==== Page excerpt ====
Date of Award

1-2017

Document Type

Thesis

Degree Name

Master of Arts (MA)

College/School

College of Humanities and Social Sciences

Department/Program

Modern Languages and Literatures

Thesis Sponsor/Dissertation Chair/Project Chair

K. Loysen

Committee Member

E. Emery

Committee Member

L. Oppenheim

Abstract

This thesis presents a case study of the challenges inherent in translating an internal document for Fairtrade International, a non-governmental organization, in order to explore questions related to the importance of the freedom of the translator with regard to linguistic and cultural concerns. Fairtrade International, an NGO based in Germany, defends the rights of children and farmers and fights for the well-being of the populations of underdeveloped countries involved in agriculture who would like to have the fair-trade label on their product. The document in question is a manual which presents in detail their standards and norms in order to serve as guide for the French-speaking representatives in African countries.
==== Data for review ====
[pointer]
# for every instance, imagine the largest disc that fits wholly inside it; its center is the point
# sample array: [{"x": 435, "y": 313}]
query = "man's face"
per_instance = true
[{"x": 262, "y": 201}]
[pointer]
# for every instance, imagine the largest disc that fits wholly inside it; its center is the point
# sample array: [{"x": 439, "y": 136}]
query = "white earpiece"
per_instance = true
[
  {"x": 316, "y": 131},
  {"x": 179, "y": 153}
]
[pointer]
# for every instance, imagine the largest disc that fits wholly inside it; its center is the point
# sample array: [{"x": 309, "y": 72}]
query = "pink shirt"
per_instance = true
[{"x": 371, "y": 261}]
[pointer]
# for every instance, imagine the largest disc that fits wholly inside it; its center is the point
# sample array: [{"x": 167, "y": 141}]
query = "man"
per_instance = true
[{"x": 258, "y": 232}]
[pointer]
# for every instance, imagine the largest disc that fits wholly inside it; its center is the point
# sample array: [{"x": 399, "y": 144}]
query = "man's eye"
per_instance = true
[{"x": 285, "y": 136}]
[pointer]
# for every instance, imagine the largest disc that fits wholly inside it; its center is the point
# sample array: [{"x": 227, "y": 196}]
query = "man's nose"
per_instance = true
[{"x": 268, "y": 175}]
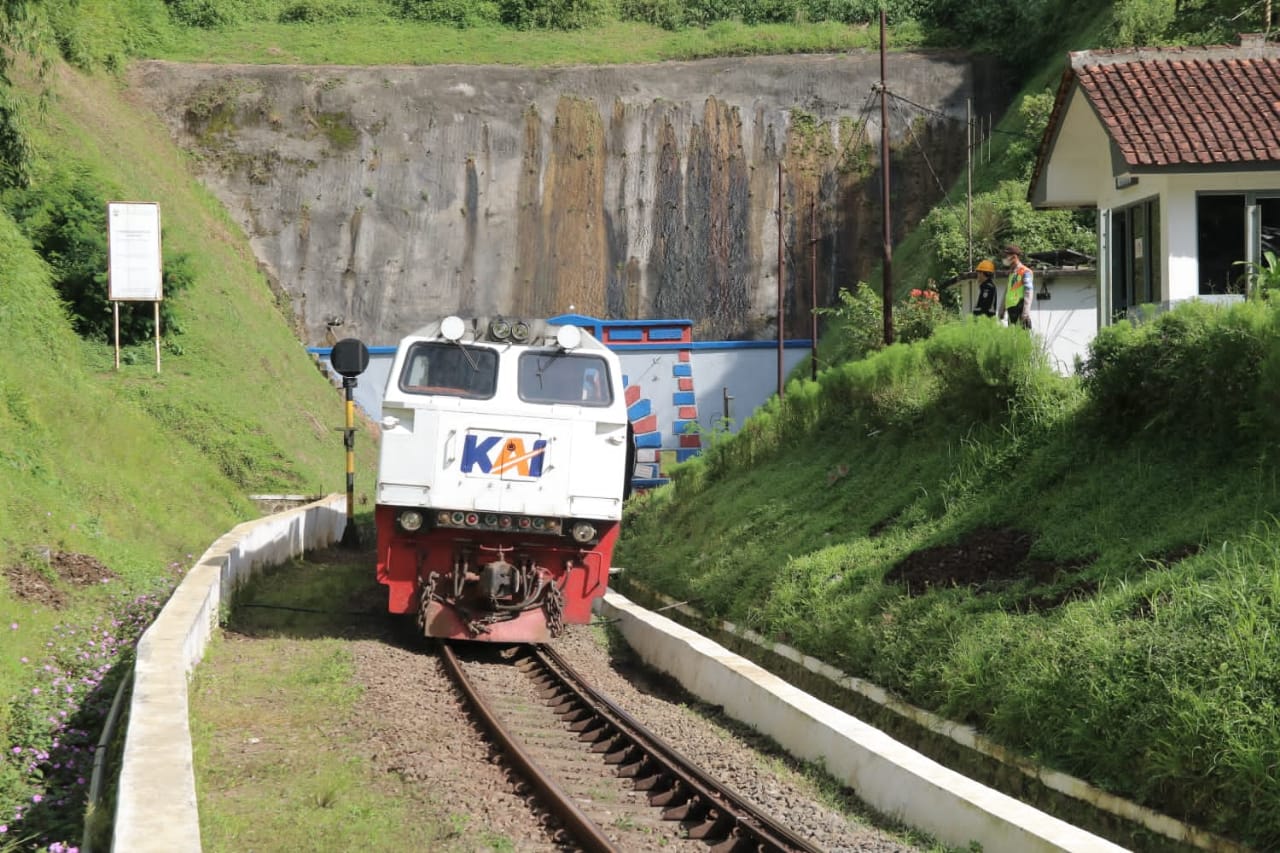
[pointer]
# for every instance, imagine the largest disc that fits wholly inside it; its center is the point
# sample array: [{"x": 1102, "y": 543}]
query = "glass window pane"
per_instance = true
====
==== Data for review ====
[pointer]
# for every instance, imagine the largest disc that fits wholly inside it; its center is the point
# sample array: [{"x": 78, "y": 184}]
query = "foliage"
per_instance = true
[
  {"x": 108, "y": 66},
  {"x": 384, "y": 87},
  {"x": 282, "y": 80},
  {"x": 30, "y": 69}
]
====
==== Data for review ====
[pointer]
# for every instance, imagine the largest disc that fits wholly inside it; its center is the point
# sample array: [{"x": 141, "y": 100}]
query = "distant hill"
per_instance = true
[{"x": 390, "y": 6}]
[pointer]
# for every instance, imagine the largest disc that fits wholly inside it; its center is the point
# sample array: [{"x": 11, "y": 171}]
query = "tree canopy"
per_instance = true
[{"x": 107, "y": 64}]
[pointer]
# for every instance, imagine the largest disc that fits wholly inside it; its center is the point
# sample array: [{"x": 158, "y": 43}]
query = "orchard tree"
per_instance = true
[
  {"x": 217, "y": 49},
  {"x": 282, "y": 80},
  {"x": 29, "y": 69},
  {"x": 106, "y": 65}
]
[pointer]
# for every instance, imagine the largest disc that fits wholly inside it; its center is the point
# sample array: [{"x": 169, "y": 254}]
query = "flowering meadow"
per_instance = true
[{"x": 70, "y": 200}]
====
* Task item A: According to the thesis page, which department or program was the thesis written in?
* Task item B: Please decide whether each statement agrees with the thesis page, and answer yes or no for each, quoting the words that decide it: (i) Fairtrade International is based in Germany. (ii) The degree earned was a Master of Science. (iii) The manual is meant for Spanish-speaking representatives.
* Task item C: Using the thesis page, explain why the manual sets out Fairtrade International's standards and norms in detail.

* Exercise answer A: Modern Languages and Literatures

* Exercise answer B:
(i) Yes: "an NGO based in Germany"
(ii) No: "Master of Arts (MA)"
(iii) No: "the French-speaking representatives in African countries"

* Exercise answer C: The manual presents the standards and norms in detail so that it can serve as a guide for the French-speaking representatives in African countries.